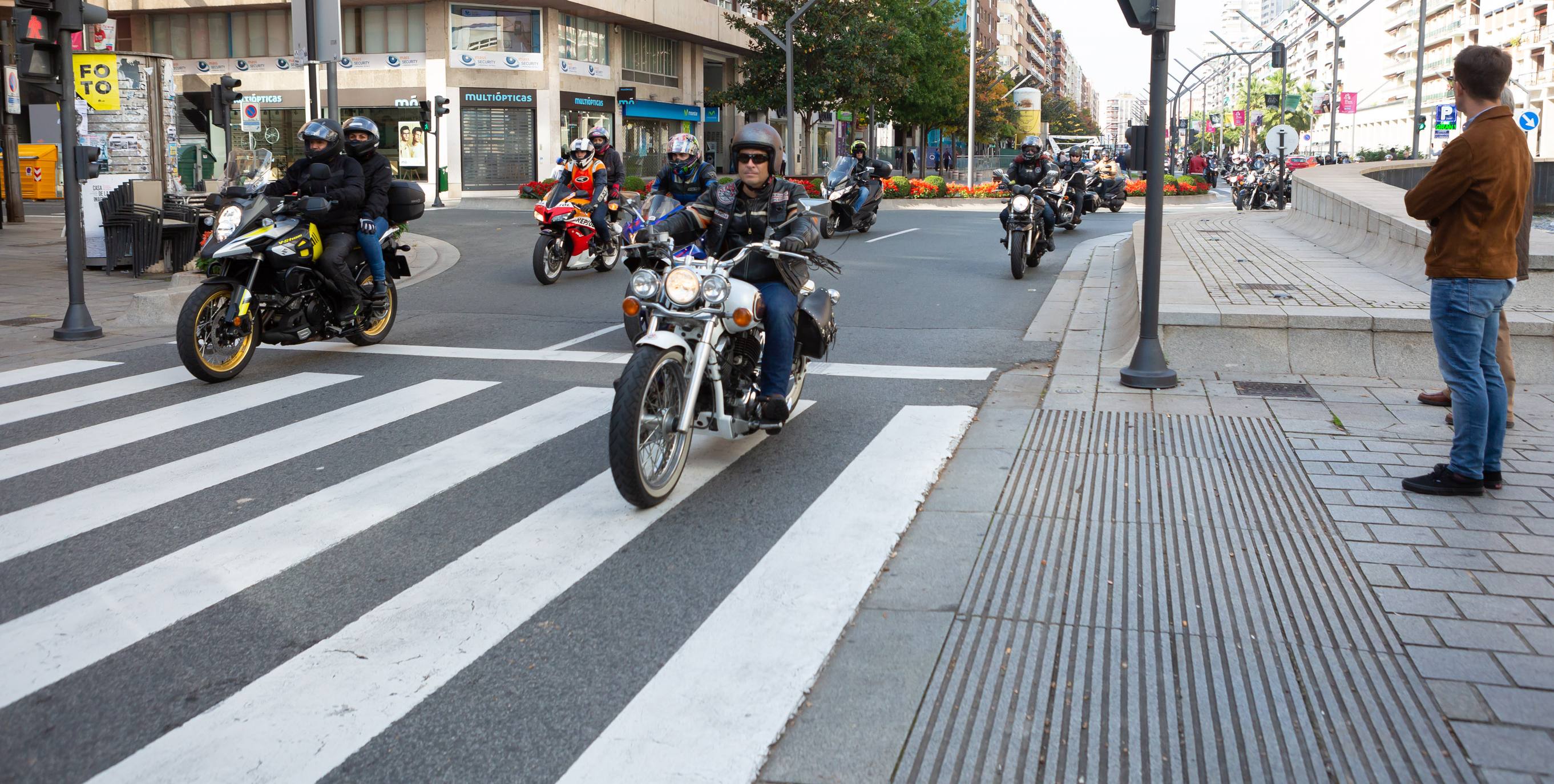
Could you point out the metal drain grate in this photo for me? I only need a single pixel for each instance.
(1259, 389)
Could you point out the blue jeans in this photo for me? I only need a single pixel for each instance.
(373, 250)
(1464, 314)
(782, 333)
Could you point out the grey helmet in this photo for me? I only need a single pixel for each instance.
(1032, 154)
(759, 136)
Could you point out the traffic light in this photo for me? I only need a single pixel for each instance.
(1149, 16)
(223, 97)
(1138, 147)
(87, 164)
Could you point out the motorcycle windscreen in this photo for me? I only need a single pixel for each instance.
(841, 171)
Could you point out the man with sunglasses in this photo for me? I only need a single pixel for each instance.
(740, 213)
(684, 177)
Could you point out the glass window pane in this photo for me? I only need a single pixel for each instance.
(415, 27)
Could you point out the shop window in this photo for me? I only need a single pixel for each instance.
(378, 30)
(650, 59)
(510, 30)
(583, 39)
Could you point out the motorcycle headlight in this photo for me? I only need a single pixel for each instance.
(227, 221)
(681, 286)
(714, 289)
(645, 285)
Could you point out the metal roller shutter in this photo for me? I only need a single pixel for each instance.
(498, 148)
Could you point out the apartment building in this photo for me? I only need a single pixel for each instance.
(523, 80)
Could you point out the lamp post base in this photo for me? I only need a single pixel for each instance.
(1149, 370)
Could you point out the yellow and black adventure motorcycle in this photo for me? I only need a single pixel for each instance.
(263, 285)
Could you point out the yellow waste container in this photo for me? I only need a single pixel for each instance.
(39, 167)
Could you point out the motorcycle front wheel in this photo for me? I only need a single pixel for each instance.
(210, 351)
(549, 260)
(1017, 253)
(647, 455)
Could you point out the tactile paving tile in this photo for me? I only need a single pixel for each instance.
(1164, 598)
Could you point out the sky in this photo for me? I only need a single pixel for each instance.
(1115, 56)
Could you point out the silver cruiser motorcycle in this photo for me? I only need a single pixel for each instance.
(697, 365)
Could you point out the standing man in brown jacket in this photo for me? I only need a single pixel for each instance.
(1474, 201)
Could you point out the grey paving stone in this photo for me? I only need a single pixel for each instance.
(1455, 558)
(1475, 539)
(1523, 563)
(1531, 671)
(1441, 580)
(1516, 705)
(1377, 553)
(1475, 666)
(1382, 575)
(1460, 701)
(1505, 609)
(1506, 747)
(1416, 603)
(1503, 584)
(1478, 636)
(1542, 545)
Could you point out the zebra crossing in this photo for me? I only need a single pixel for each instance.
(731, 684)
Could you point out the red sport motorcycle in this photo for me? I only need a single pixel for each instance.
(566, 227)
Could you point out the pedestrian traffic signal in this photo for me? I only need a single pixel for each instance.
(1138, 147)
(223, 97)
(87, 164)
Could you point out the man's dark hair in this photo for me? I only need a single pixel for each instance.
(1483, 72)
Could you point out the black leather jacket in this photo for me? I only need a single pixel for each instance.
(345, 188)
(731, 218)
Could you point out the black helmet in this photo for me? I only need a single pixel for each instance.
(366, 126)
(759, 136)
(1034, 148)
(327, 131)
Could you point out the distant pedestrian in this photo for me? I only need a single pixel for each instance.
(1474, 199)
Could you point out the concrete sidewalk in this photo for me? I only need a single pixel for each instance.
(1214, 583)
(131, 311)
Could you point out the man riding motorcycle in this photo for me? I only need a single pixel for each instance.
(361, 143)
(684, 177)
(345, 190)
(588, 177)
(1031, 168)
(737, 215)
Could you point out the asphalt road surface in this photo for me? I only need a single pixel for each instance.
(412, 565)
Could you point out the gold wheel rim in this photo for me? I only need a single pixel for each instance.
(205, 322)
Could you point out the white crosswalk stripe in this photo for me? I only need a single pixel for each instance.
(737, 681)
(41, 525)
(53, 451)
(729, 686)
(72, 634)
(53, 370)
(75, 398)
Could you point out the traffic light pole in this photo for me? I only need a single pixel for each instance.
+++++
> **Request**: Copy every one of the records above word for word, leaving out the pictures.

> **Solution**:
Could you point out the metal drain grate in this photo for me? I only need a single pixel for each instance.
(1259, 389)
Could you point out the blue jeans in this photo for me? I only need a single pixel for each instance.
(373, 250)
(1464, 314)
(782, 333)
Could you point out the grey helmet in this photo for me? I only need a single pixel for each instance.
(1032, 154)
(759, 136)
Could you point out the traffic light in this photo for me? I only need a single pixel for each instance.
(1149, 16)
(223, 97)
(1138, 147)
(87, 164)
Could you point out the motorcycle windscreen in this photo for me? I only need a single pixel for each instance.
(841, 171)
Could you point out the man with sunglasses in this photo for me? I only need a single pixel for each instance.
(740, 213)
(684, 177)
Could you point out the glass window pane in this photo for me? I only need a single pixel for each instance.
(415, 27)
Could you point out the shop window in this photo for me? I only need a single pixel for each instance.
(378, 30)
(650, 59)
(510, 30)
(583, 39)
Could you point out the motorcycle headlight in this photo for me? I only need a single pixel for each instance.
(227, 221)
(681, 286)
(714, 289)
(645, 285)
Could you point out the metal roller shutter in this photo for me? I only need a single pixel for each instance.
(498, 148)
Could you point out the apartment building in this photo for me? I only need a single pixel for each instance.
(523, 80)
Could you point out the lamp post base in this photo for me? I only need a single pixel for each instance.
(1149, 370)
Could you point out the yellow and black adventure motorcycle in this photo for me? I only need a single pixel for each instance.
(263, 285)
Could you point out the yellow waste container in this photo for me? I only need a single pixel for each instance.
(39, 167)
Could you point out the motorcycle front wheel in this photo for me? I only need a single pixel for each instance.
(210, 351)
(549, 260)
(1017, 253)
(647, 455)
Could you point out the tactile paving tile in this photo for me? I only need a single pixel for each instance.
(1164, 598)
Could you point out the sky in this photo for me? I only need a single pixel for each instance.
(1115, 56)
Could you point out the silver cruiser motorcycle in this photo for me? I only need a single pixel for each instance.
(697, 365)
Could you point out the standing man in brown jacket in this photo for me? I only need a single pixel for each instance.
(1474, 201)
Could you point out the grey paving stone in this photo for me? I only need a single pixel for each instance.
(1455, 558)
(1475, 539)
(1523, 563)
(1531, 671)
(1441, 580)
(1516, 705)
(1377, 553)
(1475, 666)
(1382, 575)
(1460, 701)
(1505, 609)
(1506, 747)
(1416, 603)
(1503, 584)
(1478, 636)
(1542, 545)
Could you point out the zebra crossing in this photo for me? I only need a single pixel for each instance.
(731, 684)
Could you point out the red sport motorcycle in this photo for me? I only need a single pixel for each instance.
(566, 227)
Could you point out the pedestrian traffic signal in this photo for me? I only need a single pixel for each instance.
(1138, 147)
(223, 97)
(87, 164)
Could you point out the man's dark hair in this photo for me? I only need a single pixel for each instance.
(1483, 72)
Could you point out the black leather jacket in this photo for me? I only need a single pixel for each instance.
(345, 188)
(731, 218)
Could you point out the black helmet in this photo for me? I only need a single pixel for each instance.
(366, 126)
(759, 136)
(1034, 148)
(327, 131)
Could you point out the distant pedestrian in this photo for me? I only need a single pixel for each instance.
(1474, 199)
Could you point out the concrete sidewalk in this photo for me? I only need a single pixel for each instance.
(1214, 583)
(131, 311)
Could you point out the man riding motorcycle in this photo for me? I only need a single pixel for each instance.
(361, 143)
(684, 177)
(345, 190)
(588, 177)
(1031, 168)
(737, 215)
Could you point out the asphalt road surface in this photo for me? I only need a single pixel for each instance.
(412, 565)
Could you point out the gold wheel rim in this photo for me? I only need a single pixel for each instance.
(205, 322)
Could you point out the white crosswalk stripe in this photo for me? I only need a single pixel for each instance.
(737, 681)
(41, 525)
(53, 451)
(729, 686)
(72, 634)
(53, 370)
(75, 398)
Could you point out the traffic light pole in this photo for me? I only need a single pixel for each instance.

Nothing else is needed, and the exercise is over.